**Action item A:** Summarize the text about Justin Chart in two sentences.
**Action item B:**
Answer these questions from the text about Justin Chart:
(i) Which instruments did Chart play as a youth?
(ii) In how many languages did the cast of "Los Angeles the Song" sing?
(iii) What years active are listed for Chart?

**Text section:**
Start of Block

Background information
- Born: 1959 or 1960 (age 65–66) Los Angeles, California, U.S.
- Genres: Jazz; rock;
- Occupations: Musician; songwriter;
- Instruments: Guitar; piano; saxophone; vocals;
- Years active: 1993–present
- Website: justinchart.com; justinchartjazz.com;

= Justin Chart =

American singer-songwriter and musician

Justin Chart (born ) is an American singer-songwriter and jazz musician. He is best known for "Los Angeles the Song", dedicated to his hometown. He has released eighteen albums during his career, primarily in the jazz genre.

== Biography ==
Chart was born in Los Angeles, California, to a musical family, and played piano, clarinet, and saxophone as a youth.

In 2012, Chart wrote, sang and produced "Los Angeles the Song". In the song, Chart performs with 40 other singers and three rappers from all 25 of Los Angeles' sister cities. The cast sang in 28 different languages spoken by people on six different continents, as a gesture to L.A.'s multiculturalism. The videos of the song feature scenes from L.A. including the Venice boardwalk and downtown Los Angeles. The has a Latin beat and features his daughter Tali on keyboard. Chart was awarded the Artisan Appreciation Award in July 2014 by L.A. Mayor Eric Garcetti, who praised his ability to capture "through song for people to enjoy and understand this passion for the city we all call home."

End of Block

**Entries supplied:**
Start of Block

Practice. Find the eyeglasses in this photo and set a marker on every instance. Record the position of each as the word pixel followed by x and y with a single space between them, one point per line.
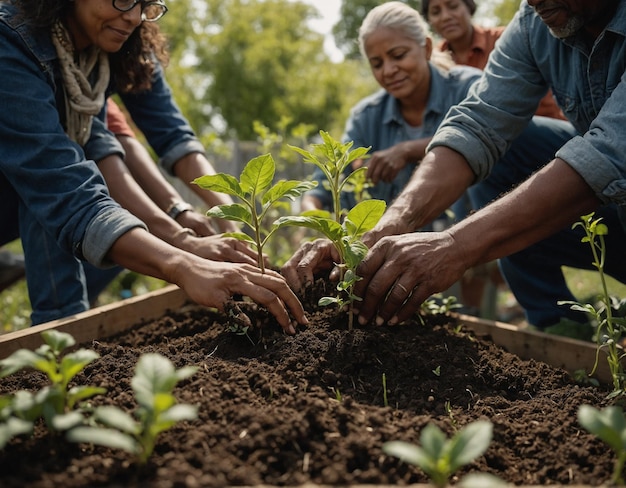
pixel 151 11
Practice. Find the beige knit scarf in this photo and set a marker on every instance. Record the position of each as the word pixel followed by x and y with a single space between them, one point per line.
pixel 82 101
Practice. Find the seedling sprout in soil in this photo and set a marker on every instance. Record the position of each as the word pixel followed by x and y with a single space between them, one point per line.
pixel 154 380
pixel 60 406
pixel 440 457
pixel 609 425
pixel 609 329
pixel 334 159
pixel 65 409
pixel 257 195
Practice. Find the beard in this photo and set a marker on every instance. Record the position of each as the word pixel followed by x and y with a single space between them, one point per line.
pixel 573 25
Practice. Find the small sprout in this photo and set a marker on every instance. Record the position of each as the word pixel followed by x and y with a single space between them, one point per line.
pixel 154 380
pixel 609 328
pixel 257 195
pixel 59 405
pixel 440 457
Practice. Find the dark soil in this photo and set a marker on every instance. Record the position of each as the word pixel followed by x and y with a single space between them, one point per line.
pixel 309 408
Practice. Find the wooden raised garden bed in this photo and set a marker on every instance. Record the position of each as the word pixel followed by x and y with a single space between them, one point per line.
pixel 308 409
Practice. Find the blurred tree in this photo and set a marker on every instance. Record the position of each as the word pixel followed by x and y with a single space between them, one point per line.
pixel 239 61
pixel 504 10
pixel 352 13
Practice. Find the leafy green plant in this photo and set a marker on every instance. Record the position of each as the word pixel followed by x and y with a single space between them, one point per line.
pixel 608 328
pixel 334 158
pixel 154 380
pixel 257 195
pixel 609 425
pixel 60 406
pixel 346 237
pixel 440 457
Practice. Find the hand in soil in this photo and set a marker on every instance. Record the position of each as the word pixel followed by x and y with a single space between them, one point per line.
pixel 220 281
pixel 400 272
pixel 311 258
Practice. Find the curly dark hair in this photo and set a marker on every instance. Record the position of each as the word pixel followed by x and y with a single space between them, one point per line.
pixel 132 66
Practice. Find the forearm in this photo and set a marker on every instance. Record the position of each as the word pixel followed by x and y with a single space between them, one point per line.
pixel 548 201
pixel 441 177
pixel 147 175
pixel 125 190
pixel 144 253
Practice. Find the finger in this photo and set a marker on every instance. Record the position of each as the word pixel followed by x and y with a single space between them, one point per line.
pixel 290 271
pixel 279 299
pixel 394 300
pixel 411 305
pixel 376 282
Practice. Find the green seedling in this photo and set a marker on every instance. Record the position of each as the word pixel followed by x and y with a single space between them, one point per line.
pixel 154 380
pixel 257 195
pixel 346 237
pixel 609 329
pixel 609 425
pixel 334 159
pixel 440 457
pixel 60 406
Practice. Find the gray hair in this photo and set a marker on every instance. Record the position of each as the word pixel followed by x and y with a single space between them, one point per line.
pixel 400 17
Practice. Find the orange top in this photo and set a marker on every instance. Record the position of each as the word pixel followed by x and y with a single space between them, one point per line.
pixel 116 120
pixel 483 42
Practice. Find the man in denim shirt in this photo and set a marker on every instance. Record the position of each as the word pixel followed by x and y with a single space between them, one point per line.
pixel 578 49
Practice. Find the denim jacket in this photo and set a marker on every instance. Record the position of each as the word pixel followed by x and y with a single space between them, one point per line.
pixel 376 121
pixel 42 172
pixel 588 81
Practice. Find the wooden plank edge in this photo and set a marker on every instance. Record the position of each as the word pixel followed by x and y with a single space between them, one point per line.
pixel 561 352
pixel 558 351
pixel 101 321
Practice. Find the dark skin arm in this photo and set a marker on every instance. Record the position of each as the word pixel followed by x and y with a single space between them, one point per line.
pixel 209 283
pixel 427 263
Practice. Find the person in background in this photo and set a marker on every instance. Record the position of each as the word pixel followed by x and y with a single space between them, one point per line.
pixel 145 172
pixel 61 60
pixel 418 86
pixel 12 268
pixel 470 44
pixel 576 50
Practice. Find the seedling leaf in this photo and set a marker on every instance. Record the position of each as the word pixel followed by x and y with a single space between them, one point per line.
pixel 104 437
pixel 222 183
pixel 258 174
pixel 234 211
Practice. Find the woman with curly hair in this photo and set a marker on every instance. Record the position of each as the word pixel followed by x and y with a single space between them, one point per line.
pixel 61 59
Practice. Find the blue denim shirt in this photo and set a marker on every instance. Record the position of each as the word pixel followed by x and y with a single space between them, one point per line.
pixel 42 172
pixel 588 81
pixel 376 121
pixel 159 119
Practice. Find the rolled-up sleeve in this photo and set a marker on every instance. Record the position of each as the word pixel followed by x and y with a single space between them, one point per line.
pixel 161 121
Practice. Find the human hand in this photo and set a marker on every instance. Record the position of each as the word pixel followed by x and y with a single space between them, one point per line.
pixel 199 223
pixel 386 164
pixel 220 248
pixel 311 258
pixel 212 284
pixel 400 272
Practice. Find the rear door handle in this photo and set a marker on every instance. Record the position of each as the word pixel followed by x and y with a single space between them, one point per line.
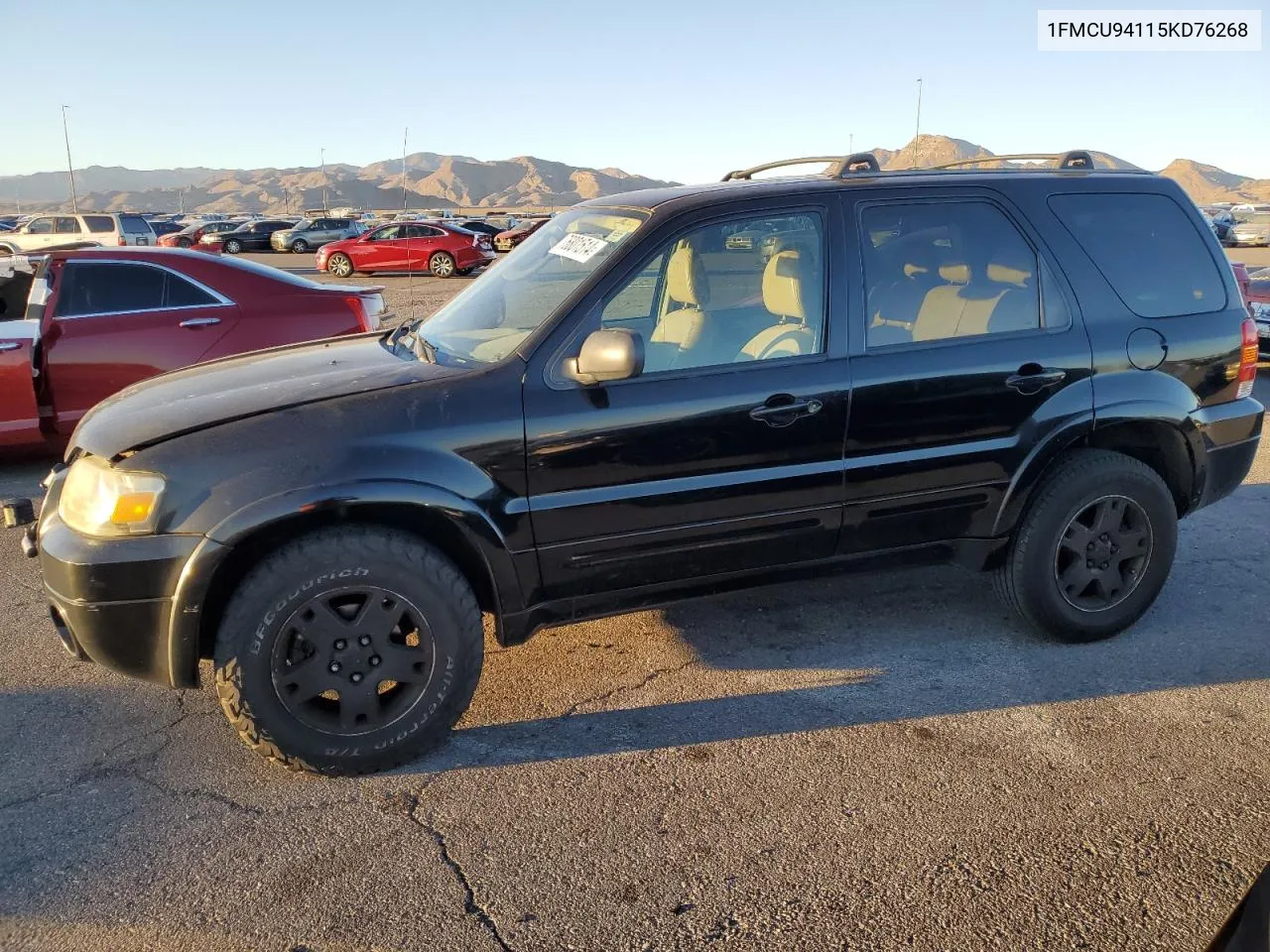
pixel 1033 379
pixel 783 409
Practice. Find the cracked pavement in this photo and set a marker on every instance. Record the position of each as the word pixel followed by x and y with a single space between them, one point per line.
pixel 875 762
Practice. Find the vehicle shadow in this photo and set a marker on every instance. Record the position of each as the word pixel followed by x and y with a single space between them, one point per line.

End of Block

**Output A:** Justin Chart is an American singer-songwriter and jazz musician, born in Los Angeles to a musical family, who has released eighteen albums, mostly jazz. He is best known for "Los Angeles the Song," which he wrote, sang and produced in 2012 with 40 other singers and three rappers from Los Angeles' 25 sister cities, and in July 2014 Mayor Eric Garcetti gave him the Artisan Appreciation Award.

**Output B:**
(i) Piano, clarinet and saxophone.
(ii) 28 languages.
(iii) 1993–present.